[Start of Provided records]

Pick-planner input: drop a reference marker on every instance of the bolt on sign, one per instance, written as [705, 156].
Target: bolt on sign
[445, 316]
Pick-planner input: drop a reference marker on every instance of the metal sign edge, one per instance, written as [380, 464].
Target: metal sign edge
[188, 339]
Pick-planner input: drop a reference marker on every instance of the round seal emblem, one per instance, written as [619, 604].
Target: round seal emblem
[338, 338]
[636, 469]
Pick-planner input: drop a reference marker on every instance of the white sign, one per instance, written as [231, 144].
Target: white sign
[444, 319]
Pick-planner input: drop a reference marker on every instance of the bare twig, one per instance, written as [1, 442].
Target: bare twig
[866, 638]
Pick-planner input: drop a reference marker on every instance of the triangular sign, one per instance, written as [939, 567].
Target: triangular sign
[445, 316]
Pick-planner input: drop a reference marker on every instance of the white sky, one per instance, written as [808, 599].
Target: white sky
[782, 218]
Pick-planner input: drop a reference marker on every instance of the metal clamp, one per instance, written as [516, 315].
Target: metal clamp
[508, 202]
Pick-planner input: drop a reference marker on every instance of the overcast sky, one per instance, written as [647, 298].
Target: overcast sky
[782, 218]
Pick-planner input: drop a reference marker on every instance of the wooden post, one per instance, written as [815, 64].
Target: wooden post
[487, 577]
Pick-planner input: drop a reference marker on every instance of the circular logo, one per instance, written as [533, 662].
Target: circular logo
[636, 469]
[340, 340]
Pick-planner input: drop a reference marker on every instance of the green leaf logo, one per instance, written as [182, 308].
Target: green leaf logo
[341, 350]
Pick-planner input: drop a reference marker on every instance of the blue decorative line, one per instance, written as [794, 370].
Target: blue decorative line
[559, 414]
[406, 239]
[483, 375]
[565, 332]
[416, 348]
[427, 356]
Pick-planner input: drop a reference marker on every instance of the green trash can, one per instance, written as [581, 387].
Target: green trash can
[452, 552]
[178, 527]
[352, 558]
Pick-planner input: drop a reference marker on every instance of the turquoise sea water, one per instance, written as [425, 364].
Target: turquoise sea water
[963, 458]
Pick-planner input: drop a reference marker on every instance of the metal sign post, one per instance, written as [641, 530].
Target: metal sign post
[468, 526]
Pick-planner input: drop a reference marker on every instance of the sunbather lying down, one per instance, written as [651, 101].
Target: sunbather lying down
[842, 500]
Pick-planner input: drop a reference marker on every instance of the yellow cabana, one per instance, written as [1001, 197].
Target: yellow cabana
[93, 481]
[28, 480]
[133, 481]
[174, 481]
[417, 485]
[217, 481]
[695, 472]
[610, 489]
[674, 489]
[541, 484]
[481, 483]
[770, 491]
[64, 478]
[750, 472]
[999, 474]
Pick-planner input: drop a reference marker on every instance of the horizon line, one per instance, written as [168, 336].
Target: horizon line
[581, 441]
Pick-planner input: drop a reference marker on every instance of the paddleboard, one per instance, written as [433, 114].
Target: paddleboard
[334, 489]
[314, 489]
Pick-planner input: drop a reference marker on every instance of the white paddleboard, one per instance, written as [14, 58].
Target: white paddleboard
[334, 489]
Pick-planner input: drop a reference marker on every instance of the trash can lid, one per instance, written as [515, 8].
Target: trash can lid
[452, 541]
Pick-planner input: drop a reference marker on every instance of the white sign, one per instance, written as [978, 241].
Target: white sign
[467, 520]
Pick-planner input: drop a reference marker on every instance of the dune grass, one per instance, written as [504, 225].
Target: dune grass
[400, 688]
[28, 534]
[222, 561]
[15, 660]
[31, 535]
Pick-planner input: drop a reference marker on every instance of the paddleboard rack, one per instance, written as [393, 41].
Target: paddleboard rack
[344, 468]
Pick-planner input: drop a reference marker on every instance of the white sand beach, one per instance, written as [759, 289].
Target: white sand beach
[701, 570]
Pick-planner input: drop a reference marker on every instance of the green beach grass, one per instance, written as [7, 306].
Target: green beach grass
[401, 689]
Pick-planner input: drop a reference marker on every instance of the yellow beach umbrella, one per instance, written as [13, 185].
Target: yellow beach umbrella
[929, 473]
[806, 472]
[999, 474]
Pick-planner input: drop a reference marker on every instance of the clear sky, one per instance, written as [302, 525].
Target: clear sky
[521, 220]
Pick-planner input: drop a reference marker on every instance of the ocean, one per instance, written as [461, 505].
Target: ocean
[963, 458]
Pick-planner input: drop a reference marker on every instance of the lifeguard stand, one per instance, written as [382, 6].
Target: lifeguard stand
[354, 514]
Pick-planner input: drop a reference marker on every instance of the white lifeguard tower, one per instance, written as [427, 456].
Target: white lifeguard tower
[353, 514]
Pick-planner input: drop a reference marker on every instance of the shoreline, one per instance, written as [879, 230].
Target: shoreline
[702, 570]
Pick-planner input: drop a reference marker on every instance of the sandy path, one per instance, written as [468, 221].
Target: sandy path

[End of Provided records]

Problem description: Copy out all of the data above with every "reference marker" renamed to "location pin" and nothing else changed.

Response:
Pick-planner input: drop a location pin on every instance of the bolt on sign, one per instance, written as [705, 156].
Target: bolt on sign
[445, 316]
Pick-planner input: drop a location pin on every instance of the metal sign edge, one per instance, written as [380, 464].
Target: metal sign edge
[188, 339]
Pick-planner input: drop a location pin on every instance of the round seal emblem, one per instance, written as [619, 604].
Target: round seal emblem
[338, 338]
[636, 469]
Pick-planner input: drop a location pin on every instance of the white sign, one per instance, written as [231, 144].
Target: white sign
[444, 319]
Pick-planner input: drop a location pin on every instance of the bare twig, one per instance, written as [1, 442].
Target: bare twig
[866, 638]
Pick-planner input: drop a location pin on every instance of the triangular sign, one per instance, written as [939, 567].
Target: triangular sign
[445, 316]
Pick-planner input: drop a location pin on every instance of the white sky, one per instance, written as [808, 599].
Target: white sky
[782, 218]
Pick-planner input: drop a location pin on every instance of the metal clamp, one per instance, written as [516, 315].
Target: metal clamp
[508, 202]
Pick-planner input: drop a location pin on every instance of the overcast sky, one per instance, written as [647, 298].
Target: overcast sky
[782, 218]
Pick-planner input: drop a location pin on every instance of the wooden post, one per instance, written as [815, 64].
Target: wooden post
[487, 577]
Pick-planner input: drop a location pin on every instance of the circular logo, one per instance, written as [533, 662].
Target: circular logo
[636, 469]
[340, 340]
Pick-planner input: drop a location pin on every instance of the green leaf logo, one per instance, written as [182, 308].
Target: green leaf logo
[341, 350]
Pick-planner input: drop a location pin on every instance of the blue decorative line, one per instance, written as [794, 370].
Target: blue decorative line
[559, 414]
[406, 239]
[483, 375]
[565, 332]
[416, 348]
[427, 356]
Pick-planner input: drop a location pin on every instance of the green trash can, one per instance, written as [581, 387].
Target: green trash can
[452, 552]
[178, 527]
[352, 558]
Pick-planner input: drop a location pin on every instance of the turquoise sea water, one per instance, written as [425, 364].
Target: turquoise sea water
[963, 458]
Pick-planner input: drop a location pin on every instance of the metal sign post, one per instance, written as [641, 530].
Target: metal sign post
[468, 526]
Pick-planner input: drop a location pin on every instance of the sunbather lying down, one per instance, written as [651, 101].
Target: sunbather lying down
[842, 500]
Pick-planner input: drop a location pin on every instance of the yellow cabana, one per instance, written as [1001, 197].
Target: yellow cabana
[93, 481]
[28, 480]
[133, 481]
[174, 481]
[417, 485]
[217, 481]
[695, 472]
[610, 489]
[674, 489]
[541, 484]
[481, 483]
[770, 491]
[64, 478]
[750, 472]
[999, 474]
Pick-planner input: drop a location pin on every instance of the horizon line, one per instance, written as [168, 336].
Target: horizon line
[581, 441]
Pick-planner input: drop a location pin on every instance of the paddleboard, one per instance, written as [433, 114].
Target: paddleboard
[334, 489]
[314, 489]
Pick-planner input: drop a location pin on every instance of the white paddleboard, one per instance, written as [14, 58].
Target: white paddleboard
[334, 489]
Pick-planner input: drop a location pin on every instance of the trash can lid, one per instance, written as [515, 8].
Target: trash can lid
[452, 541]
Pick-planner input: drop a location pin on every instance of the white sign, one per instance, written as [978, 241].
Target: white sign
[467, 520]
Pick-planner input: drop a location pin on every instance of the dune grass, one per instance, written as [504, 225].
Target: dune grass
[400, 688]
[28, 534]
[222, 561]
[15, 660]
[31, 535]
Pick-planner input: drop a location pin on every instance of the paddleboard rack, one per instance, written as [393, 41].
Target: paddleboard rack
[344, 468]
Pick-planner input: drop a location pin on every instance of the white sand beach, one per instance, written as [759, 289].
Target: white sand beach
[701, 570]
Pick-planner input: drop a location pin on every instance of the green beach grass, one per instance, written as [7, 306].
Target: green beach grass
[401, 689]
Pick-planner input: drop a location pin on every instance of the yellow beach umbrella, one per instance, written as [13, 185].
Target: yellow beach umbrella
[929, 473]
[806, 472]
[999, 474]
Pick-planner input: drop a location pin on every instance of the clear sky, one per instance, written as [302, 525].
Target: clear sky
[521, 220]
Pick-planner input: drop a location pin on every instance of the ocean, one per instance, written as [461, 505].
Target: ocean
[963, 458]
Pick-planner input: drop a location pin on every instance of the lifeguard stand, one per instance, written as [382, 6].
Target: lifeguard stand
[354, 514]
Pick-planner input: drop a location pin on every instance of the white lifeguard tower, one per instance, written as [427, 456].
Target: white lifeguard tower
[353, 514]
Pick-planner input: drop a location pin on every instance of the shoreline, one per instance, written as [879, 230].
Target: shoreline
[702, 570]
Pick-planner input: drop a location pin on every instance of the sandy path, one per instance, written as [468, 221].
Target: sandy path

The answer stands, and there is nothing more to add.